▶ [What this task involves]: Down to the last line, repeat the records exactly.

▶ [Source data]:

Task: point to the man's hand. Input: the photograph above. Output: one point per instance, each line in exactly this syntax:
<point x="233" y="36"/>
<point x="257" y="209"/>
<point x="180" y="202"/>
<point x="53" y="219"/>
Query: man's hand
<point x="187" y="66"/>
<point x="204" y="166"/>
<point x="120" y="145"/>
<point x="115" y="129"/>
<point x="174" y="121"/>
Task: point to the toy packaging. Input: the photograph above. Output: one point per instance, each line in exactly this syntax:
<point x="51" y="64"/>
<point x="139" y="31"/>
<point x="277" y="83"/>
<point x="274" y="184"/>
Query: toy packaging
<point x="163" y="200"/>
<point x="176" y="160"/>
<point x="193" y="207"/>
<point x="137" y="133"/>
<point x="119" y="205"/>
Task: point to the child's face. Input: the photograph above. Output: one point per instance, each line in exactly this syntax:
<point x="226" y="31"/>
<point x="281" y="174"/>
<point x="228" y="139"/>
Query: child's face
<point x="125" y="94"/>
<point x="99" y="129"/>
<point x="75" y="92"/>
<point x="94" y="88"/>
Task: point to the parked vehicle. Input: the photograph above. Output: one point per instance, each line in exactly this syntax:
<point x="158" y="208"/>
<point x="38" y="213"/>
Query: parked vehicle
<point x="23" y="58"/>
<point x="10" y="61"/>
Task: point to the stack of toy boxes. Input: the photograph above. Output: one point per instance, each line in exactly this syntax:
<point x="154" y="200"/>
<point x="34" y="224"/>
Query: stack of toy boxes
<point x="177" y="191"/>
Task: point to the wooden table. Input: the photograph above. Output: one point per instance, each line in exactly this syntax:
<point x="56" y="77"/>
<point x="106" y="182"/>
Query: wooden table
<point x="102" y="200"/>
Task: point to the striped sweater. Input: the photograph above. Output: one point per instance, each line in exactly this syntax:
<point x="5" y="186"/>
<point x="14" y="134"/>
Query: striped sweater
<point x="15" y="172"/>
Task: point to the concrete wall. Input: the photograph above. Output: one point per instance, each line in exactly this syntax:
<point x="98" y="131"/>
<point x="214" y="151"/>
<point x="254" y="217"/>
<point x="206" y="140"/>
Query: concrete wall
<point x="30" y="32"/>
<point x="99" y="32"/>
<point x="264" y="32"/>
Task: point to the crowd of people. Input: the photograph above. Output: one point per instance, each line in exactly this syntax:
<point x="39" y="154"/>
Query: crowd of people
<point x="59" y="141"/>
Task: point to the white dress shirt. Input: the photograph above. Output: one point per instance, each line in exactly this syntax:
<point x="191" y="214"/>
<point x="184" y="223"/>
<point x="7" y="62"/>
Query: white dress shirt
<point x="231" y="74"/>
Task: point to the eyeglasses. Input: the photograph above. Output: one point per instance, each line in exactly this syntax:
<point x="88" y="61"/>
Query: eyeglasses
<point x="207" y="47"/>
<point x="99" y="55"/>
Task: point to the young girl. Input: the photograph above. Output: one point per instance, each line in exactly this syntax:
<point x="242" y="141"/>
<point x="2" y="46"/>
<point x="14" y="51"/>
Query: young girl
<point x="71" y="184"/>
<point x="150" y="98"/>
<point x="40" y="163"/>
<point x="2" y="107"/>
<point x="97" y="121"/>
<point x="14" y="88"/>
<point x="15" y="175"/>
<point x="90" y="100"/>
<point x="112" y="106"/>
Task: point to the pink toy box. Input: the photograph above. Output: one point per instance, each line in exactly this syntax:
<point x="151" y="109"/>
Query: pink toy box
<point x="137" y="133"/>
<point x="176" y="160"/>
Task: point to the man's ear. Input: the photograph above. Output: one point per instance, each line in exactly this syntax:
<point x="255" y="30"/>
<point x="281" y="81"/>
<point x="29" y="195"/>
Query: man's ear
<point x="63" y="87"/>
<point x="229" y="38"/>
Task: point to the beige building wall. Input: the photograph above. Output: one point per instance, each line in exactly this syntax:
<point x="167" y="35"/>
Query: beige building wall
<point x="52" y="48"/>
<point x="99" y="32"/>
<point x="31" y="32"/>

▶ [Response]:
Task: point to the man's hand. Input: the photograph above. Output: one point per instance, each line in exactly this syntax:
<point x="233" y="36"/>
<point x="257" y="209"/>
<point x="180" y="202"/>
<point x="53" y="219"/>
Query: man's hand
<point x="187" y="66"/>
<point x="204" y="166"/>
<point x="120" y="145"/>
<point x="115" y="129"/>
<point x="174" y="121"/>
Task: point to the toy packaging. Input: the photograph above. Output: one point per instance, each line in exactly this syntax:
<point x="51" y="64"/>
<point x="139" y="31"/>
<point x="277" y="83"/>
<point x="274" y="184"/>
Query: toy packaging
<point x="163" y="200"/>
<point x="176" y="160"/>
<point x="193" y="207"/>
<point x="137" y="133"/>
<point x="119" y="205"/>
Task: point to the child's face. Input: the photograph above. Output: one point per instance, each line in exactly this syntax:
<point x="226" y="31"/>
<point x="281" y="174"/>
<point x="228" y="139"/>
Query: child's face
<point x="125" y="94"/>
<point x="99" y="129"/>
<point x="75" y="92"/>
<point x="94" y="88"/>
Task: point to the parked vehicle. Input: the photograph above. Output: one point per instance, each line in exactly this syntax:
<point x="158" y="208"/>
<point x="38" y="213"/>
Query: parked vehicle
<point x="23" y="58"/>
<point x="10" y="61"/>
Task: point to the stack of toy boxes. Input: the photograph above. Output: one point per instance, each line in exactly this syntax:
<point x="154" y="200"/>
<point x="34" y="224"/>
Query: stack of toy boxes
<point x="177" y="191"/>
Task: point to the wooden table. Input: the photograph above. Output: one point per instance, each line in exactly this syntax:
<point x="56" y="77"/>
<point x="106" y="182"/>
Query: wooden table
<point x="102" y="200"/>
Task: point to the striped sweater. Input: the photograph above. Output: one point per instance, each line in exactly this syntax:
<point x="5" y="186"/>
<point x="14" y="134"/>
Query: striped sweater
<point x="15" y="172"/>
Task: point to the concrete wall. Input: the photograph above. Output: one point per instance, each line in exactly this syntax:
<point x="98" y="131"/>
<point x="214" y="151"/>
<point x="254" y="217"/>
<point x="206" y="140"/>
Query: concrete wall
<point x="30" y="32"/>
<point x="99" y="32"/>
<point x="264" y="32"/>
Task: point to the crowd of people. Input: the photograph above. Output: one point per instance, each line in exactly this syntax:
<point x="39" y="154"/>
Query: crowd of people
<point x="59" y="141"/>
Task: point to the white dress shirt. Input: the photograph above. Output: one point per instance, each line in exactly this syntax:
<point x="191" y="214"/>
<point x="184" y="223"/>
<point x="7" y="62"/>
Query: white dress shirt
<point x="231" y="74"/>
Task: point to the eyeglasses. Input: the photograph above. Output: one point per instance, each line in exactly this syntax:
<point x="88" y="61"/>
Query: eyeglasses
<point x="207" y="47"/>
<point x="99" y="55"/>
Task: point to the young girl. Input: the photograph above. Output: one point per instance, each line in exactly this syntax:
<point x="242" y="141"/>
<point x="2" y="46"/>
<point x="14" y="51"/>
Query: young girl
<point x="71" y="184"/>
<point x="150" y="98"/>
<point x="40" y="163"/>
<point x="2" y="107"/>
<point x="97" y="121"/>
<point x="14" y="88"/>
<point x="15" y="175"/>
<point x="90" y="100"/>
<point x="112" y="106"/>
Task: point to the pink toy box. Input: the photograph above. Output: one point per instance, each line in exactly this syntax:
<point x="151" y="109"/>
Query: pink toy box
<point x="137" y="133"/>
<point x="176" y="160"/>
Task: point to the man's ear. Input: the photograph above. Output: one point per instance, each line in exactly this syntax:
<point x="255" y="30"/>
<point x="281" y="81"/>
<point x="29" y="195"/>
Query: man's ear
<point x="63" y="87"/>
<point x="229" y="38"/>
Task: point to the beige building wall. Input: the photograph above. Output: one point per instance, each line in exactly this syntax:
<point x="167" y="35"/>
Query: beige building wall
<point x="52" y="48"/>
<point x="99" y="32"/>
<point x="31" y="32"/>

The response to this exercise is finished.